** Begin DATA PROVIDED **
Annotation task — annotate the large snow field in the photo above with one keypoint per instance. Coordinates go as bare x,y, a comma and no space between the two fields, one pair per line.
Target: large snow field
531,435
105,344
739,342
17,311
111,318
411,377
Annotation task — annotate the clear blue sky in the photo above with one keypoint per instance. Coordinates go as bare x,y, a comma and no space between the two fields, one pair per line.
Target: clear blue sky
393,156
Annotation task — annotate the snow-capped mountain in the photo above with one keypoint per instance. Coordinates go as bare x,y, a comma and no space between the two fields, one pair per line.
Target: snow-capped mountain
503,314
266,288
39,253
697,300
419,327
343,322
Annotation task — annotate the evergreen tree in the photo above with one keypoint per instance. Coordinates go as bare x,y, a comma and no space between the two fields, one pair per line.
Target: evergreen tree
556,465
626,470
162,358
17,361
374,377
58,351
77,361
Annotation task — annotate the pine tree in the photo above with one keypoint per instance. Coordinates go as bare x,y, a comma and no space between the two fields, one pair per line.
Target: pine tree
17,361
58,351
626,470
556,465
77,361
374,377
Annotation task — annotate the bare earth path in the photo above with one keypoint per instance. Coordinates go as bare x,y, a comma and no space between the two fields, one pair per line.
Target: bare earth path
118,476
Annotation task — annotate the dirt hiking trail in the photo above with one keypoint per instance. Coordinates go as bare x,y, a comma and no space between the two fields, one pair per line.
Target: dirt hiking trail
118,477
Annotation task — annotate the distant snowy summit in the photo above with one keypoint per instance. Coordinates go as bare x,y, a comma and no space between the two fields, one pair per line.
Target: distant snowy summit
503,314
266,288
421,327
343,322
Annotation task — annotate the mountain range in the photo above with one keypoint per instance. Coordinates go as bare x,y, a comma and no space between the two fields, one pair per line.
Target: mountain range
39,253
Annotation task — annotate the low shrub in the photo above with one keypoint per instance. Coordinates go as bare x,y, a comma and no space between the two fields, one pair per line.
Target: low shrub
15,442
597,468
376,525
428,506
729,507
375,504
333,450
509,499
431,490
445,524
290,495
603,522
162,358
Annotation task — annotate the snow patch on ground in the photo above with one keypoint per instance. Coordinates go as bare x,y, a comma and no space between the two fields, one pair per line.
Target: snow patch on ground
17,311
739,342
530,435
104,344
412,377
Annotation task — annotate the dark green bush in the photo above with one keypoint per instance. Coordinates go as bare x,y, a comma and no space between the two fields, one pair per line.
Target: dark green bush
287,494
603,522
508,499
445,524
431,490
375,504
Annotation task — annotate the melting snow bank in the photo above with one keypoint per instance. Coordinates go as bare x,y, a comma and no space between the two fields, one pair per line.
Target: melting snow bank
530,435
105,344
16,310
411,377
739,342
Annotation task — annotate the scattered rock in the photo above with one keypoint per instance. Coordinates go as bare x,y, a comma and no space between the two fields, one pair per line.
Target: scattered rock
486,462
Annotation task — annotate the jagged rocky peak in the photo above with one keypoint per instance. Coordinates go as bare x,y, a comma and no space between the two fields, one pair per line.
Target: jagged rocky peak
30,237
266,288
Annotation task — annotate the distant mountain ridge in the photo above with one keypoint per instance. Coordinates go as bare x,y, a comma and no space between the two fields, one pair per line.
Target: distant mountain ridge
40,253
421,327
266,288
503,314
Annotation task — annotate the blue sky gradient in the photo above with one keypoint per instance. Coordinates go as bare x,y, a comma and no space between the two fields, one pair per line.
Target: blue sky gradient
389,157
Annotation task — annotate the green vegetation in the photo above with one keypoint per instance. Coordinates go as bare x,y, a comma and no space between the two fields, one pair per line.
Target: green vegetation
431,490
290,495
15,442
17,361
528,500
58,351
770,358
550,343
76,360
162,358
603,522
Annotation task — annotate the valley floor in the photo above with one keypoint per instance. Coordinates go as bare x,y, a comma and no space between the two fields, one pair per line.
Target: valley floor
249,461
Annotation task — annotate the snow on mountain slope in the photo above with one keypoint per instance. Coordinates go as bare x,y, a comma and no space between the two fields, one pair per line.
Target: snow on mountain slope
** End DATA PROVIDED **
## PROBLEM TO SOLVE
Rescale the stretch of the data from the line containing "Annotation task — annotate the jagged" through the end, writing out every line. Multiply each x,y coordinate in the answers by 1.9 and round to whole numbers, halves up; leave all other text as it is.

## TASK OUTPUT
Annotation task — annotate the jagged rocky peak in the photo above with one keypoint per instance. Coordinates go as bare x,y, a comma and no space between the two fields, one pair per line.
Target: jagged rocky peak
57,450
505,547
Annotation task — annotate the distant mountain ridge in the photo above with one keypoint per instance. Coordinates go as bare x,y, a comma and no space between the two fields, one pair per line.
Target: distant mountain ridge
76,481
800,621
505,547
956,597
Annotation task — annotate the blue sky gradient in the photo above with one keypoint per instance. Coordinates go as bare x,y, a comma and no space between the two fields, one pair per line.
Target: blue sky gradient
739,298
Annotation task — annotate the green vegetation in the photo above with one keypoint per instance. Coordinates go as bare x,y, a comma and no space between the two fields, one pair per line.
Target: green vegetation
819,931
551,941
29,840
32,686
1003,950
110,667
1463,680
1045,652
144,684
308,680
1146,992
Annotation task — annotate the valley floor in the photo above with one keypoint per instance. Coordinates go as bare x,y, a comma and no space between the two fields, one pair per line.
Target: valley floor
473,876
Annotation task — annotate the snow on mountain slope in the photo above with one keypoint per instance. Coordinates go as bare x,y, a comma and no space between the two fields, one pair per line.
Target: snow on mountain slope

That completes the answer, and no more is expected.